List each line of the entries below that contains the word "this", copying every such line in full.

○ ○ ○ ○

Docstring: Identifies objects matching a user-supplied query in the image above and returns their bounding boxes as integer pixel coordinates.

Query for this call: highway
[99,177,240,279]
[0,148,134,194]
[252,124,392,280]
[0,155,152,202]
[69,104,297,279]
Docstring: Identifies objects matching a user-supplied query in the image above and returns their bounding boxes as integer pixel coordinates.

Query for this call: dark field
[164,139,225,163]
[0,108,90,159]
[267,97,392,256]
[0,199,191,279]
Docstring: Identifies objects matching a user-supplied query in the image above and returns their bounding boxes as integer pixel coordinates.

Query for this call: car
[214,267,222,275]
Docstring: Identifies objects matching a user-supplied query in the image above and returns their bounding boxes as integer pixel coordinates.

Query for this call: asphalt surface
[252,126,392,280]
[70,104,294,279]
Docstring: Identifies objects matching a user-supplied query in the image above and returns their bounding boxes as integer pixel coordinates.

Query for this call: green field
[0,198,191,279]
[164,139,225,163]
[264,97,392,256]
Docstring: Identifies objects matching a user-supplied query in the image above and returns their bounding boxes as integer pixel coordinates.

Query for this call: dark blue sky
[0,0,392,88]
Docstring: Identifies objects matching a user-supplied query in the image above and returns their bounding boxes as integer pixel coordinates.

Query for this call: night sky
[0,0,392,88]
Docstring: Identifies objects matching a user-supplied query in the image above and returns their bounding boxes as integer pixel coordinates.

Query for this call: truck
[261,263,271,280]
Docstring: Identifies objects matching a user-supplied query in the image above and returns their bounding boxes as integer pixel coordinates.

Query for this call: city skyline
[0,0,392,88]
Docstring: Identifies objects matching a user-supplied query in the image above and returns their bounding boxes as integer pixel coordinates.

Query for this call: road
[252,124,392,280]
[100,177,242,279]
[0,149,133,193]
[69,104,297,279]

○ ○ ○ ○

EXERCISE RESULT:
Query for this call: highway
Query for this call: dark field
Query for this call: car
Query for this call: asphalt surface
Query for this call: green field
Query for this call: dark blue sky
Query for this call: night sky
Query for this call: truck
Query for this call: city skyline
Query for this call: road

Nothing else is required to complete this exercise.